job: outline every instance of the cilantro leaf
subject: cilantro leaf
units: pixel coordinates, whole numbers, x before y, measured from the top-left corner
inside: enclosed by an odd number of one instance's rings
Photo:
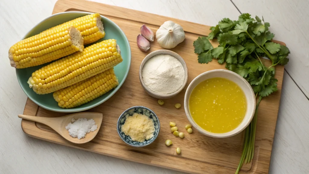
[[[237,35],[243,32],[247,32],[248,29],[248,24],[245,22],[241,22],[239,24],[237,24],[232,33],[235,35]]]
[[[208,62],[212,61],[212,56],[211,56],[211,51],[209,50],[207,52],[202,53],[197,56],[198,63],[208,63]]]
[[[255,51],[259,53],[264,53],[264,51],[262,50],[259,48],[257,48],[255,49]]]
[[[277,88],[277,82],[278,80],[275,78],[272,78],[269,80],[269,83],[259,93],[259,94],[262,97],[266,97],[273,92],[278,90]]]
[[[253,91],[255,93],[260,92],[261,90],[262,86],[261,85],[256,85],[253,87]]]
[[[265,43],[265,47],[272,54],[275,54],[280,50],[280,44],[273,42]]]
[[[256,36],[260,36],[261,33],[265,31],[265,26],[262,24],[256,23],[254,25],[252,32]]]
[[[242,51],[240,52],[240,54],[238,54],[238,62],[241,63],[242,63],[244,60],[246,56],[249,54],[250,54],[250,53],[247,49]]]
[[[280,55],[286,54],[290,53],[290,50],[287,47],[284,46],[280,46],[280,50],[279,50],[279,55]]]
[[[228,53],[226,53],[225,55],[226,57],[226,63],[237,63],[237,57],[233,56]]]
[[[236,67],[237,67],[235,69],[235,72],[244,77],[246,77],[248,76],[249,71],[248,68],[239,63],[237,64]]]
[[[263,76],[263,81],[262,82],[262,85],[268,85],[272,78],[271,72],[267,70],[265,74],[265,75]]]
[[[235,26],[235,23],[229,18],[223,18],[219,22],[219,28],[223,32],[227,32]]]
[[[255,59],[246,62],[245,63],[244,66],[250,69],[249,72],[250,73],[255,72],[258,70],[259,71],[260,71],[263,69],[263,67],[260,63]]]
[[[224,48],[221,47],[218,47],[215,48],[211,50],[211,55],[214,58],[218,59],[219,56],[223,53]]]
[[[214,47],[207,37],[199,37],[197,39],[193,42],[194,52],[200,54],[204,51],[212,49]]]
[[[267,41],[271,40],[274,36],[273,34],[269,32],[263,33],[256,37],[255,40],[259,45],[263,46]]]
[[[279,59],[279,64],[282,65],[286,64],[289,62],[289,59],[286,57],[287,54],[279,56],[278,58]]]
[[[226,64],[225,67],[230,71],[231,71],[233,72],[235,71],[235,70],[237,68],[236,64],[228,63]]]
[[[223,54],[220,54],[219,56],[219,59],[218,60],[218,63],[220,64],[223,64],[225,61],[225,52],[224,51]]]
[[[268,30],[268,28],[270,26],[270,24],[268,22],[264,22],[264,26],[265,26],[265,29],[266,31]]]
[[[275,35],[273,33],[270,33],[270,32],[268,32],[265,34],[265,37],[266,37],[266,39],[267,41],[271,41],[273,38],[275,37]]]
[[[251,17],[251,15],[249,13],[243,13],[238,17],[238,20],[240,22],[246,22],[248,23],[252,22],[254,19]]]
[[[232,56],[234,56],[239,52],[244,50],[245,48],[242,46],[238,44],[232,46],[229,48],[228,49],[230,54],[232,55]]]
[[[237,37],[230,33],[223,33],[218,37],[218,41],[220,45],[224,47],[227,44],[236,45],[237,43]]]
[[[247,42],[246,42],[244,46],[249,51],[250,53],[252,53],[255,49],[255,44],[254,43]]]
[[[208,39],[210,40],[212,40],[214,37],[216,37],[218,34],[220,33],[218,25],[216,25],[215,27],[211,27],[210,29],[211,30],[211,32],[208,35]]]

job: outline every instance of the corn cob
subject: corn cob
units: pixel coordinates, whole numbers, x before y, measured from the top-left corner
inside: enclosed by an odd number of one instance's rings
[[[86,45],[95,42],[104,37],[105,32],[101,15],[95,13],[74,19],[54,27],[49,30],[57,28],[59,31],[65,30],[70,26],[74,26],[81,32],[84,38],[84,44]],[[42,32],[48,32],[47,30]]]
[[[48,94],[96,75],[122,61],[116,40],[106,40],[36,71],[28,83],[37,94]]]
[[[63,108],[76,107],[99,97],[119,84],[111,68],[54,92],[54,98]]]
[[[74,27],[66,28],[50,29],[15,44],[9,50],[11,66],[18,68],[36,66],[83,51],[80,32]]]

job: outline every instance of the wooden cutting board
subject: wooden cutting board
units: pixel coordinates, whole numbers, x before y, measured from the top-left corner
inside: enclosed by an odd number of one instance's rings
[[[142,88],[138,77],[140,64],[145,57],[151,52],[162,49],[156,41],[151,43],[150,50],[141,51],[136,45],[136,37],[140,28],[146,24],[155,33],[163,23],[172,20],[183,28],[186,39],[171,50],[181,56],[188,66],[189,77],[187,86],[194,78],[205,71],[225,69],[214,60],[208,64],[197,62],[194,53],[193,41],[198,37],[207,35],[209,26],[171,18],[83,0],[60,0],[55,5],[53,14],[69,11],[99,13],[118,25],[123,31],[130,43],[132,61],[128,77],[120,89],[108,101],[90,110],[101,112],[104,117],[102,125],[93,140],[87,143],[77,145],[68,142],[49,127],[23,120],[21,126],[29,136],[102,154],[161,167],[194,173],[234,173],[241,155],[243,132],[231,137],[216,138],[200,133],[193,129],[188,133],[184,126],[189,123],[183,107],[177,109],[174,105],[183,103],[185,89],[177,96],[164,100],[160,106],[157,99],[148,95]],[[216,47],[218,43],[212,42]],[[281,44],[284,43],[279,42]],[[267,63],[267,62],[266,62]],[[240,173],[267,173],[268,172],[278,115],[283,75],[283,66],[276,67],[275,77],[278,80],[278,91],[263,98],[259,107],[256,129],[255,150],[253,162],[243,167]],[[149,107],[158,115],[161,125],[157,139],[146,147],[134,148],[127,145],[118,136],[117,121],[121,114],[128,108],[142,105]],[[52,112],[39,107],[28,99],[23,114],[37,116],[57,117],[64,113]],[[170,131],[169,122],[175,121],[180,131],[185,133],[180,139],[174,136]],[[164,142],[169,139],[173,142],[170,146]],[[176,154],[177,147],[181,153]]]

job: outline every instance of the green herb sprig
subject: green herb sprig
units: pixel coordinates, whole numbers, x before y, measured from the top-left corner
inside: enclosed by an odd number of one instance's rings
[[[207,63],[213,58],[220,64],[226,63],[227,69],[245,78],[251,85],[256,97],[258,97],[253,119],[246,129],[243,149],[235,174],[244,163],[253,159],[259,105],[262,98],[277,91],[277,80],[275,78],[274,67],[289,62],[290,53],[286,46],[273,42],[274,35],[269,31],[269,23],[248,13],[240,15],[237,20],[224,18],[218,25],[211,27],[208,37],[199,37],[193,43],[194,52],[198,54],[198,62]],[[216,38],[219,45],[214,48],[209,41]],[[266,66],[260,57],[272,62]]]

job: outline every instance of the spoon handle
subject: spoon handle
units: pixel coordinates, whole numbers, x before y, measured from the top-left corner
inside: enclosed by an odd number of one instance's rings
[[[51,123],[51,120],[50,118],[49,118],[31,116],[21,114],[19,115],[18,117],[20,118],[27,120],[30,120],[30,121],[32,121],[38,123],[42,123],[42,124],[44,124],[49,126]]]

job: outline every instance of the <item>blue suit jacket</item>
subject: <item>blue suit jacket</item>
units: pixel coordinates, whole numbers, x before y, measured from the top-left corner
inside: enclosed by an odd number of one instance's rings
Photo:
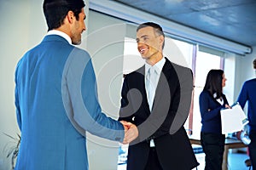
[[[237,101],[241,108],[248,101],[248,120],[251,129],[256,130],[256,78],[248,80],[243,83]]]
[[[85,131],[122,141],[123,126],[102,113],[87,52],[46,36],[17,65],[21,143],[16,169],[88,169]]]

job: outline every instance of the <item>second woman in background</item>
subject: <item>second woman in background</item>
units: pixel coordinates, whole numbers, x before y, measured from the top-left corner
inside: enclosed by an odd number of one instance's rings
[[[199,97],[201,115],[201,143],[206,154],[205,170],[221,170],[225,136],[221,131],[220,110],[230,108],[223,88],[226,78],[222,70],[211,70]]]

▸ Task: Write out exactly the lines starting with the one that holds "job: outline every instance of the <item>second" and running through the last line above.

▸ Correct answer:
job: outline every instance of the <item>second woman in background</item>
subject: <item>second woman in background</item>
units: pixel coordinates, whole numbers, x before y, measured from the top-left corner
inside: enclosed by an odd number of one instance's rings
[[[199,97],[201,115],[201,143],[206,154],[205,170],[221,170],[225,136],[221,131],[220,110],[230,108],[223,88],[226,78],[222,70],[211,70]]]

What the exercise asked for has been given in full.